START Passage shown

# Saving on cooking fuel/energy and time...



## SurviveNthrive (May 20, 2010)

One of the easiest ways to save critical fuel is also a time saver. 

It's common sense that smaller objects, cook faster. With veggies and meats in stews and soups, simply cutting them smaller for the pot or thinner for the pan will greatly reduce cooking time if fuel is an important factor. 

With items like potatoes, it's believed that if you add one of the purpose made 'nails' to the inside and bake the potato it'll cook faster and more evenly. If you nuke potatoes, if you stab it several times it'll cook better if not necessarily faster. 

With a hamburger patty, hand made without a press, there's sometimes longer to cook center where it's further from the edge and thicker. One technique to speed up cooking is to make a flattened 'donut' of a patty, finger poke the center so there's a hole through it. It'll cook more evenly. If you puncture a roast repeatedly, it will cook faster, however, you'll be losing moisture. If it's a pot roast, that doesn't matter.

With some starches and definitely with beans, some folks presoak them before beginning to cook them. Adopting somen type noodles makes for quick cooking. (They're thin and cook rapidly.)


----------



## gam46 (Jan 24, 2011)

Bumping.

Using a wok which is designed to be used on a small, but hot, fuel source for a short time is another idea for your list.


----------



## Caribou (Aug 18, 2012)

1. Take your pot and bring it to a boil, remove from heat and wrap with a towel or other insulation, let sit. 

2. Use a pressure cooker.

3. Combine both above.


----------

END Passage shown
START Given records

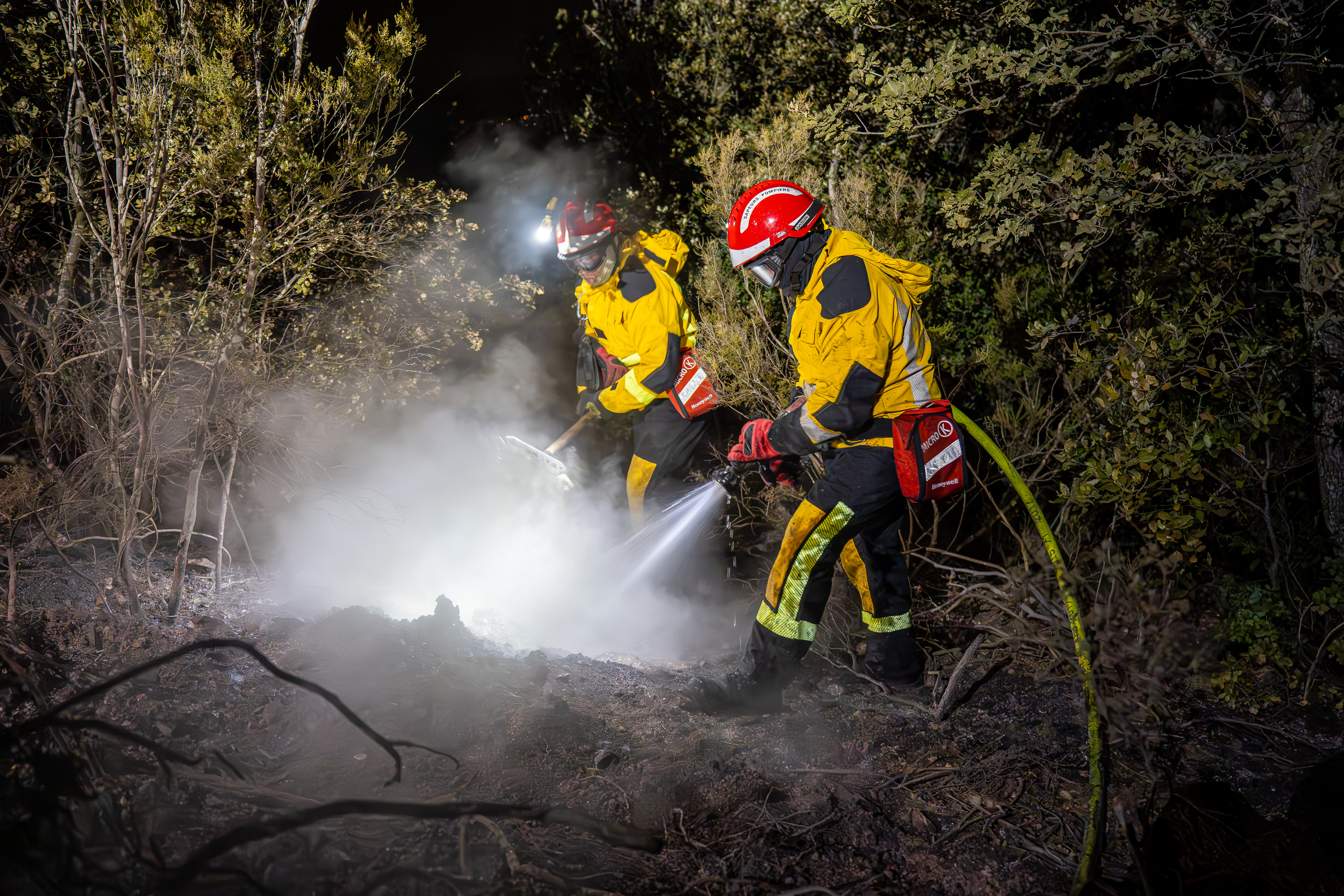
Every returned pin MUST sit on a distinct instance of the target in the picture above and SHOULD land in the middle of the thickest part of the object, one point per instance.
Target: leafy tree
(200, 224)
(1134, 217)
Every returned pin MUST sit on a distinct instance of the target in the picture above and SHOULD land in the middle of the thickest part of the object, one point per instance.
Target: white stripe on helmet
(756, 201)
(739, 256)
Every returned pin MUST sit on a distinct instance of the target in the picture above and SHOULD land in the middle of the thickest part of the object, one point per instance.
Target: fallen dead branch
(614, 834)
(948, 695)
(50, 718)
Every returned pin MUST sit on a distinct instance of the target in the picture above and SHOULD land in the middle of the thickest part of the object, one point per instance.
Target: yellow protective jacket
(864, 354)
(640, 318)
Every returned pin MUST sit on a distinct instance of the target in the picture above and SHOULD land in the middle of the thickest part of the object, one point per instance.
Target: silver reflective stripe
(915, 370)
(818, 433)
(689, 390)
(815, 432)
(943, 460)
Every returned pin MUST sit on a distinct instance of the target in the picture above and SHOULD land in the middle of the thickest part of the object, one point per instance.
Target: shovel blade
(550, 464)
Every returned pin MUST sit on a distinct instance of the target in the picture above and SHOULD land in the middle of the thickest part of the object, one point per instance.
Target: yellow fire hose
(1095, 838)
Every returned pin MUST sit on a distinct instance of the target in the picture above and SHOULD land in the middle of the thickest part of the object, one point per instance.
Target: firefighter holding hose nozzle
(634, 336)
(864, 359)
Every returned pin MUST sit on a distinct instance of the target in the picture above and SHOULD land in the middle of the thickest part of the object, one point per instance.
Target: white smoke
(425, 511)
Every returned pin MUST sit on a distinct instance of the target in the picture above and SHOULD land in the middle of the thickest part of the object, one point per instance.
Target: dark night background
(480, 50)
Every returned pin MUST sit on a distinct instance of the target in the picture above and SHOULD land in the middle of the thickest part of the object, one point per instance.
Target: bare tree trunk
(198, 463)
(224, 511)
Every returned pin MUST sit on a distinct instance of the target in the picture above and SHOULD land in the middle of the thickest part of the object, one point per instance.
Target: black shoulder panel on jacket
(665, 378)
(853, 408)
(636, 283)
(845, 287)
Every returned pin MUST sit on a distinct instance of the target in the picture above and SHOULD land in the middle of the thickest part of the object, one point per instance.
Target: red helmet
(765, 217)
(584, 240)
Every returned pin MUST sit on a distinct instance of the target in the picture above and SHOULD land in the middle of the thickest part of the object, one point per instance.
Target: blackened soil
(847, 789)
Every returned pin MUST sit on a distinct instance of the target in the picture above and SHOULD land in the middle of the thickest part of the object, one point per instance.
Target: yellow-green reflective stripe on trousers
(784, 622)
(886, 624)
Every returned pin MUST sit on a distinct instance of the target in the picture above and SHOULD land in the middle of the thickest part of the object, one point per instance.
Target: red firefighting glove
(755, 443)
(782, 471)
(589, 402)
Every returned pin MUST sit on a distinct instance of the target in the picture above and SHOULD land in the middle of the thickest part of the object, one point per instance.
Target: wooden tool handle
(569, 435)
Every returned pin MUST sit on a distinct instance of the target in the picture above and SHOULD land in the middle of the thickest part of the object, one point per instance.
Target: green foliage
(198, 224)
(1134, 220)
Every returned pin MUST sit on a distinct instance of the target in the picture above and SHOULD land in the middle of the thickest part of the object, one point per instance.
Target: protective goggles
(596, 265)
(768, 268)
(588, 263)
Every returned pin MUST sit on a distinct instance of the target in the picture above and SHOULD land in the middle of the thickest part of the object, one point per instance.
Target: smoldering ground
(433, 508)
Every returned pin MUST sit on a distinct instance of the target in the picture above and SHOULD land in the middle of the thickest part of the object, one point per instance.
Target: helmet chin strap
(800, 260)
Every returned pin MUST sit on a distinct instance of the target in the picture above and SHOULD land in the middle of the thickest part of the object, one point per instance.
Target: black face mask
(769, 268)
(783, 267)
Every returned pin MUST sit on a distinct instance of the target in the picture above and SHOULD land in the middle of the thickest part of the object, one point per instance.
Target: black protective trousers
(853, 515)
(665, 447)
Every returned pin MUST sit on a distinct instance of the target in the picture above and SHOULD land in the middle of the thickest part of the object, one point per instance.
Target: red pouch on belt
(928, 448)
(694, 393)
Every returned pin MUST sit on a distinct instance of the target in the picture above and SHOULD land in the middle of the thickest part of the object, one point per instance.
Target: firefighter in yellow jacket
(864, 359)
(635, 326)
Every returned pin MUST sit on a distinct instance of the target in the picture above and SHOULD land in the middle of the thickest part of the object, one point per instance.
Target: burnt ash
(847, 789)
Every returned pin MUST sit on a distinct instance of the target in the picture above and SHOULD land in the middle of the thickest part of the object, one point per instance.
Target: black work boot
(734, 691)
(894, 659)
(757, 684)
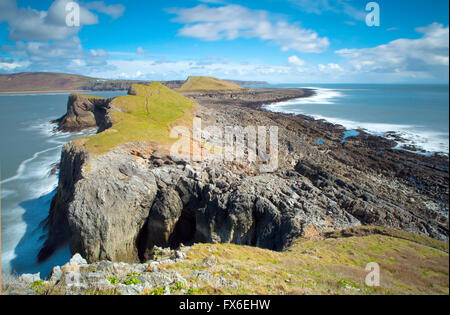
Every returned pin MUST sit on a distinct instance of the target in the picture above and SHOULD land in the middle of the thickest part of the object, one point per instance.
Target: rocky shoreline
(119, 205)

END Given records

◆ Aim ◆
In one to three sentences, please explain why the fuel-saving thread recommends poking a hole through the center of a hand-made hamburger patty. The data above stands apart from the fuel-saving thread.

◆ Written reply ◆
A patty made by hand without a press can be thicker in the center, which is also farther from the edge, so that part takes longer to cook. Poking a hole through the middle to form a flattened "donut" speeds up cooking and makes the patty cook more evenly.